While their orbital characteristics and metallicities clearly identify Shakti and Shiva, a paradox emerges regarding their origin.

Their abundance patterns – particularly ratios of [Mg/Fe], [Al/Fe], and [Mg/Mn] against [Fe/H] – suggest a rapid enrichment process typically associated with in-situ formation within a galaxy’s main potential well.

However, the context of their discovery and overall properties point towards an accreted origin. This challenge underscores the complexities of early galaxy formation and how smaller proto-galactic fragments were incorporated into larger galaxies.

Mass estimates and galactic influence

Shakti and Shiva are each estimated to possess a mass 10 million times greater than our Sun. This significant mass indicates a substantial contribution to the Milky Way during its early development.

These mass estimates help quantify their impact on the Milky Way’s evolution, potentially affecting its mass distribution and influencing future star formation regions.

Shakti and Shiva: Deciphering the Milky Way

The discovery of Shakti and Shiva is just one piece in the intricate puzzle of our galaxy’s formation. Ongoing and future astronomical surveys promise even more detailed data about stellar motion and chemical composition.

This data will further illuminate our understanding of the Milky Way’s complex and dynamic history. This discovery offers a glimpse into the earliest stages of our galaxy’s formation, a testament to the power of astronomical observation and analysis.

The study is published in The Astrophysical Journal.

──────────

### What is required
Quote the passage on Shakti and Shiva word for word, from "While their orbital" to "main potential well.".

──────────

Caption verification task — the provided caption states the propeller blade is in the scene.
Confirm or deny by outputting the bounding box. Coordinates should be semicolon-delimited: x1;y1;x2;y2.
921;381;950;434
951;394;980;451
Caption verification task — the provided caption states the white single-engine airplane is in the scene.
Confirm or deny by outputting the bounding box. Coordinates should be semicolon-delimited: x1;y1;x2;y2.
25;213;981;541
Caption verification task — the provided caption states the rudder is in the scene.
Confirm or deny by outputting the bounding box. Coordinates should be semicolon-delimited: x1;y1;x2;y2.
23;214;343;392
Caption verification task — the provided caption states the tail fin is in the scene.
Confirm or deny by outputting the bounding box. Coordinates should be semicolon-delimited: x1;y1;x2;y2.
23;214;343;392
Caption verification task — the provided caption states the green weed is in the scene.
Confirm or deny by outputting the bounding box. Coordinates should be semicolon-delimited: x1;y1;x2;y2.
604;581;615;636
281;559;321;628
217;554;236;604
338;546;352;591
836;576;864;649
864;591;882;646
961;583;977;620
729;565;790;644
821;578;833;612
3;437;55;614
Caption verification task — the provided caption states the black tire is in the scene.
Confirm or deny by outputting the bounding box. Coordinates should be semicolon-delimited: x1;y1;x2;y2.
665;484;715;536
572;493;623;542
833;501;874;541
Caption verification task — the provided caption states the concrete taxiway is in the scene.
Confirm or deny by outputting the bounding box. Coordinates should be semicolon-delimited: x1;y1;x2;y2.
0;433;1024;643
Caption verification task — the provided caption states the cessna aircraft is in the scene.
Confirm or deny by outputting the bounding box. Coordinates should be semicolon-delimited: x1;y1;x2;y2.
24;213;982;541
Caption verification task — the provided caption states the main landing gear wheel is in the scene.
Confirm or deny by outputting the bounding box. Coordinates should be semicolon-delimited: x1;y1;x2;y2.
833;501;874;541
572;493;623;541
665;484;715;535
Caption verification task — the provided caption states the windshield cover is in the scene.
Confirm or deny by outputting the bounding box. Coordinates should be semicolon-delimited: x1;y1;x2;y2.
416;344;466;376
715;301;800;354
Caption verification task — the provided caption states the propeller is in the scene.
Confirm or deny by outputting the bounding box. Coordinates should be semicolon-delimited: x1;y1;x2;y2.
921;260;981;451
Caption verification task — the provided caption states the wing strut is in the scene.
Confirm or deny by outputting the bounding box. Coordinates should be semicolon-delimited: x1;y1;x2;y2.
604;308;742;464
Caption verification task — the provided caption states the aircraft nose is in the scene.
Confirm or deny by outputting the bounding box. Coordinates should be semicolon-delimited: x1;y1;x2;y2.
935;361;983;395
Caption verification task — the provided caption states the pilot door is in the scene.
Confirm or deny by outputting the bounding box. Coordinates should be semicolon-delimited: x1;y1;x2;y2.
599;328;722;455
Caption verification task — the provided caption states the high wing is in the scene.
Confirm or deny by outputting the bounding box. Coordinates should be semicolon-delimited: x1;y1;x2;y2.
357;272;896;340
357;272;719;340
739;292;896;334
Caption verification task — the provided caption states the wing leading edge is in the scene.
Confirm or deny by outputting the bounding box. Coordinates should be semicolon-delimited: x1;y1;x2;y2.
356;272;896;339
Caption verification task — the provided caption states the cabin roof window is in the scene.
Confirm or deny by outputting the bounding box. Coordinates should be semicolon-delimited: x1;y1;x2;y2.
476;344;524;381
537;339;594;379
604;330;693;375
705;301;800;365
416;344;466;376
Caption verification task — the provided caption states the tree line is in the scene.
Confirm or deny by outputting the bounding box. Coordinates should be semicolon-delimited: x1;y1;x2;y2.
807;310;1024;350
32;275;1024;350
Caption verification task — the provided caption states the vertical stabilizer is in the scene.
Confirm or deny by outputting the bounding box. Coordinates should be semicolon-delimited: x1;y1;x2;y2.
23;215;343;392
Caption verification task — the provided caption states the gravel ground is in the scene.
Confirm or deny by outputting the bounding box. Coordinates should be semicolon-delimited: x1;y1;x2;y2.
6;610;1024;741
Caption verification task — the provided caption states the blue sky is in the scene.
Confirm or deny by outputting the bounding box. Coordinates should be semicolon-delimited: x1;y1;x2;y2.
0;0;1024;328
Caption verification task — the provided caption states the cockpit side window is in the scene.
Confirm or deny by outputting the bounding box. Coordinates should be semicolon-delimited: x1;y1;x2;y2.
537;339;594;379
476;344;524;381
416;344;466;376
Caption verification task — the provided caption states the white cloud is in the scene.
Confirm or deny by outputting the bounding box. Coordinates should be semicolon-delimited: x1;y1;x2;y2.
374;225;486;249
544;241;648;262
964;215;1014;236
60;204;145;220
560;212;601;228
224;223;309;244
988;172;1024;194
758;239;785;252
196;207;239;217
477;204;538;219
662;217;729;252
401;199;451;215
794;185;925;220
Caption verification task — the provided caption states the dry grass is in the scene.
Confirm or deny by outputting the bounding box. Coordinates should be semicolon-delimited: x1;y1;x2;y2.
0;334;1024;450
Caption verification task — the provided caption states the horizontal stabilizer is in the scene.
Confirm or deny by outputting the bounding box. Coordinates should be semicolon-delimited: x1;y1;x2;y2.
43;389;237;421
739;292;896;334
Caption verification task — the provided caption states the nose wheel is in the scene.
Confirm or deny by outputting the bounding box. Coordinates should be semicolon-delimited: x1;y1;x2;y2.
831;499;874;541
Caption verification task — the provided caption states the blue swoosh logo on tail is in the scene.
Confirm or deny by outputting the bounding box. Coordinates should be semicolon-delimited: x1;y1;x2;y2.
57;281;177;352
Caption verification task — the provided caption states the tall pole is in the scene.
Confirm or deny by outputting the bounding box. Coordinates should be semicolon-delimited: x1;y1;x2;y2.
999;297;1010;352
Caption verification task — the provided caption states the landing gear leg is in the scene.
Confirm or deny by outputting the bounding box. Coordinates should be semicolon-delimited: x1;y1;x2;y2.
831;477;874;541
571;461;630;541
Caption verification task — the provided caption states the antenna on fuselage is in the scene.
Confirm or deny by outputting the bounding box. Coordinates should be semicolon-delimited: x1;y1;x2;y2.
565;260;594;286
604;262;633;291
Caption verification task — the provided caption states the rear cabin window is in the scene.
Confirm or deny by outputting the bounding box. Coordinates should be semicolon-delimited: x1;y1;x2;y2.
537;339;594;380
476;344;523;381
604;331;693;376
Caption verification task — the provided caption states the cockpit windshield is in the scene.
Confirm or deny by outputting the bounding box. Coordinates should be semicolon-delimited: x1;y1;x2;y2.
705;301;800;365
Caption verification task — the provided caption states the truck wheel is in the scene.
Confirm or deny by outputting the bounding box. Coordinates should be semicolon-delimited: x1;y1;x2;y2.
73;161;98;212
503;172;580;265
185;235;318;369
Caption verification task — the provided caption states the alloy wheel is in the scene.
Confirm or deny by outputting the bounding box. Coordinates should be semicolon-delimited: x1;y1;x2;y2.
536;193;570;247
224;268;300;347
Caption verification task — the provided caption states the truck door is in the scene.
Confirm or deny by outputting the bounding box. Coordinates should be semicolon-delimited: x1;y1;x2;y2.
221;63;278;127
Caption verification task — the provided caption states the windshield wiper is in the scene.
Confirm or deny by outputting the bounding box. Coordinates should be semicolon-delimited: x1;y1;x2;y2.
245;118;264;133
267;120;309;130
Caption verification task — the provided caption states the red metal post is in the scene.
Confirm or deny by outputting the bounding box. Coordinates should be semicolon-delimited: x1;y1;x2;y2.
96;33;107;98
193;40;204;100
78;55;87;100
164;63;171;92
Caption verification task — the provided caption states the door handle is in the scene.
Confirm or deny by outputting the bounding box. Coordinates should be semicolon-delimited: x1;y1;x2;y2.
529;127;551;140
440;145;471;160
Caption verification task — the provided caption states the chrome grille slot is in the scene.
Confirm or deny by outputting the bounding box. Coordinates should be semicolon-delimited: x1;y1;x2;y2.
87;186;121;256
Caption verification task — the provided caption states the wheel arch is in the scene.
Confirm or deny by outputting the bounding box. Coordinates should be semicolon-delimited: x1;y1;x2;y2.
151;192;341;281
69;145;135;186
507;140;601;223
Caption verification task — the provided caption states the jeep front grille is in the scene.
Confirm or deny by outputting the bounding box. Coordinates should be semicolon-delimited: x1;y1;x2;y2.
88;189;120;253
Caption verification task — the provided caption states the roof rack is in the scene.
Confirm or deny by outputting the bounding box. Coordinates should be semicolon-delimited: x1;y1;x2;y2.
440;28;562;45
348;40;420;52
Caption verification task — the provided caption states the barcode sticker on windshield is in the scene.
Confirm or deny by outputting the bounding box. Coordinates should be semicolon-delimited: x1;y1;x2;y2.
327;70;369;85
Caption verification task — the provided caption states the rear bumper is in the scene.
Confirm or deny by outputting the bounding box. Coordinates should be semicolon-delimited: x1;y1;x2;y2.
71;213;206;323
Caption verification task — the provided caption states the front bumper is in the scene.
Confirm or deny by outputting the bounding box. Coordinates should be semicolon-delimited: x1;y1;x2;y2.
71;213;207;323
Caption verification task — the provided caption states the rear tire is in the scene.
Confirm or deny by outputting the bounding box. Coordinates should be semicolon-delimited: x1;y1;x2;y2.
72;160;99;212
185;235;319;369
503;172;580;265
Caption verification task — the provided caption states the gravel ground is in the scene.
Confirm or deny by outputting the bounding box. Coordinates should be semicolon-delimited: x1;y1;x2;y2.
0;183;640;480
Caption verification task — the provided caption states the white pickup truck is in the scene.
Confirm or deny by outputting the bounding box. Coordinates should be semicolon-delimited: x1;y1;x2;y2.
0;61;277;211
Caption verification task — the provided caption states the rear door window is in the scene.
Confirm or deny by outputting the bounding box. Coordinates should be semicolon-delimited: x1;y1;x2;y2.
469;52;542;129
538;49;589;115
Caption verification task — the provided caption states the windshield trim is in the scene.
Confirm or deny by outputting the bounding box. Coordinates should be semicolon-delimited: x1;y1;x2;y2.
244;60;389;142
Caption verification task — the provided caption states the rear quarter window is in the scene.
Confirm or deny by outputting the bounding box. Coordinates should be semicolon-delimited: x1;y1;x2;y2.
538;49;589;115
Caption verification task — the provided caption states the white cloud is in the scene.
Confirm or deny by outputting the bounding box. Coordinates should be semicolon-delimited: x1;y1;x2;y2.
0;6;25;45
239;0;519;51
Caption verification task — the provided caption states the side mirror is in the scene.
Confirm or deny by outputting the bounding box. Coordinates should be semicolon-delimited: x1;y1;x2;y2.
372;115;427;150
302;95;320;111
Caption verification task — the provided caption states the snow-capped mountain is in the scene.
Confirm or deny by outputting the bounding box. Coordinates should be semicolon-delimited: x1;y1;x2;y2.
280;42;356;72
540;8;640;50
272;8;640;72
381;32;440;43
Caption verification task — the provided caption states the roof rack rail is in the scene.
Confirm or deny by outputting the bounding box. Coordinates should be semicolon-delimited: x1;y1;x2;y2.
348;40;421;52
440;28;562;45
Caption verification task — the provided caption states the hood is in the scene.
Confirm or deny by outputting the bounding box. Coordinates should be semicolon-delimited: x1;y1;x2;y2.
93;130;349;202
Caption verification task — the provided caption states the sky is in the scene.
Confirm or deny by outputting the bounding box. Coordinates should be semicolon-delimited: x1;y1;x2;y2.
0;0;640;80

──────────

### Written solution
While their orbital characteristics and metallicities clearly identify Shakti and Shiva, a paradox emerges regarding their origin.

Their abundance patterns – particularly ratios of [Mg/Fe], [Al/Fe], and [Mg/Mn] against [Fe/H] – suggest a rapid enrichment process typically associated with in-situ formation within a galaxy’s main potential well.